Identify every line of the material below that contains the string "Query", treating case as significant, and copy each such line in full.

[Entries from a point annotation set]
[start]

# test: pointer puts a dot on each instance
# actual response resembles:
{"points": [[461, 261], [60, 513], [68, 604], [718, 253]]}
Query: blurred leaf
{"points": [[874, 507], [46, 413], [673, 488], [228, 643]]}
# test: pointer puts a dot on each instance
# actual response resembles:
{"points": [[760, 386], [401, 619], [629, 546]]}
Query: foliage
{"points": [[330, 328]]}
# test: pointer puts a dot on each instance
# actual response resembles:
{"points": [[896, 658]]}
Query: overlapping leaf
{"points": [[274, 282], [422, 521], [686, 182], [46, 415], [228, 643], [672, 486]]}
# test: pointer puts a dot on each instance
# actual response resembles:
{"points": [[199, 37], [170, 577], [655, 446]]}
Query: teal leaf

[end]
[start]

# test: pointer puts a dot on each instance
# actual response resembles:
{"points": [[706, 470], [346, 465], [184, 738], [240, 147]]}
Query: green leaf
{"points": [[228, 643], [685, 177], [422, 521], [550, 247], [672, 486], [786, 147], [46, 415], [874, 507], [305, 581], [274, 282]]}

[end]

*Exercise response:*
Query: blurred leaf
Query: foliage
Query: overlapping leaf
Query: teal leaf
Query: green leaf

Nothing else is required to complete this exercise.